### SOURCE TEXT

============

The Jamaican government announced last week it plans to allow for personal possession of cannabis up to two ounces and decriminalize the drug for medicinal and religious purposes.

The Parliament will vote on the matter in the autumn.

The move, according to multiple media sources, will help unclog the country’s court system and place tourists who smoke marijuana on the island at ease.

However, Cordell Riley, a Bermudian statistician who served on the Cannabis Reform Collaborative here, said there is no guarantee the bill will pass, but does think there are similarities between Jamaica and Bermuda when it comes to prospective cannabis reform.

“Public opinion has shifted but the government believes that there are risks, even if they are not political,” he said. 

Under the plan, according to USA Today, Jamaica’s government will also expunge the criminal records of people who were convicted for smoking small amounts of marijuana.

Cannabis reform has been a long battle in Jamaica, as far back as 2001 the country’s National Commission on Ganja recommended decriminalization, according to The Economist.

In that report, according to The Washington Post, the commission said marijuana’s “reputation among the people as a panacea and a spiritually enhancing substance is so strong that it must be regarded as culturally entrenched”.

Part of the reason the government was reluctant to enact reform may lie with their northern neighbours.

Ethan Nadelmann, executive director of the Drug Policy Alliance, was recently quoted in USA Today as saying Jamaica feared a “hostile US response” to the decriminalization of the drug.

If that sounds familiar, it’s because Bermuda is wrangling with a similar issue.

Currently, a conviction for possession of cannabis can complicate travel plans to America for Bermudians. Those with such a charge on their record often have to seek a travel waiver. And if Bermuda does opt for decriminalization, the prospective problems of being denied entry to the US or requesting a travel waiver will likely remain, since most decriminalization models involve a party making an admission of guilt. That’s enough to complicate travel plans to the US.

============

### DATA EXTRACT
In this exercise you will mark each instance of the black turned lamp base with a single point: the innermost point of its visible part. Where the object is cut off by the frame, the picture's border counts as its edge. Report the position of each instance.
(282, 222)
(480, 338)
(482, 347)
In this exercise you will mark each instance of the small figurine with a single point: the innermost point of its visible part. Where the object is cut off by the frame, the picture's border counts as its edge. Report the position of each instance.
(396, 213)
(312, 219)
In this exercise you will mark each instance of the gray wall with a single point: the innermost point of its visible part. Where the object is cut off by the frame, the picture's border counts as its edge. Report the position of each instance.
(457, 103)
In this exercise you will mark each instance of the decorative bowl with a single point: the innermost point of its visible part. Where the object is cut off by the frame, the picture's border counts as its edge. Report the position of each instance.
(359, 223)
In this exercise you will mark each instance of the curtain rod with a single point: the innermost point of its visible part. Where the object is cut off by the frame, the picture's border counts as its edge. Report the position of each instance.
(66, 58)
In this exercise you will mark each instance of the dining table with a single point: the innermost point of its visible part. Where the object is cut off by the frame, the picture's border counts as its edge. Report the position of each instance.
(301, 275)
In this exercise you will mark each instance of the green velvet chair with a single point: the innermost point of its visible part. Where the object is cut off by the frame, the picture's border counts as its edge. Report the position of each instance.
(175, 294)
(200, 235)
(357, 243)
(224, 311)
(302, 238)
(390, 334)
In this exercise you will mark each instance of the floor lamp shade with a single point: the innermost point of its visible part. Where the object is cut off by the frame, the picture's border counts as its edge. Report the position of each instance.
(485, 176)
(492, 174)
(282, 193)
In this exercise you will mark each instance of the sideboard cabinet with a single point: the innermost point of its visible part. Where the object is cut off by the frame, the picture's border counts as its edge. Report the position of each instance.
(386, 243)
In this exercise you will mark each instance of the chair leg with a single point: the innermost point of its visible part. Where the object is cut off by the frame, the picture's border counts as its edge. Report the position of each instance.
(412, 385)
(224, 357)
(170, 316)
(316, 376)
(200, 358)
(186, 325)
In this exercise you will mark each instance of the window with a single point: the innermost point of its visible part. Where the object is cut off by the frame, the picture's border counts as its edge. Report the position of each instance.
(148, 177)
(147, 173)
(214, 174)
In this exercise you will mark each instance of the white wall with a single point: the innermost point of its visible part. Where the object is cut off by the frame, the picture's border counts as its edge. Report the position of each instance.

============

### WORK INSTRUCTIONS
1 - List every news outlet that the article on Jamaican cannabis reform names as a source.
2 - Translate this sentence from the article on Jamaican cannabis reform into Spanish: "Part of the reason the government was reluctant to enact reform may lie with their northern neighbours."
The items are not needed for these tasks.

### ACTIVITY ANSWERS
1 -
USA Today
The Economist
The Washington Post

2 - Parte de la razón por la que el gobierno se mostraba reacio a aprobar la reforma puede estar en sus vecinos del norte.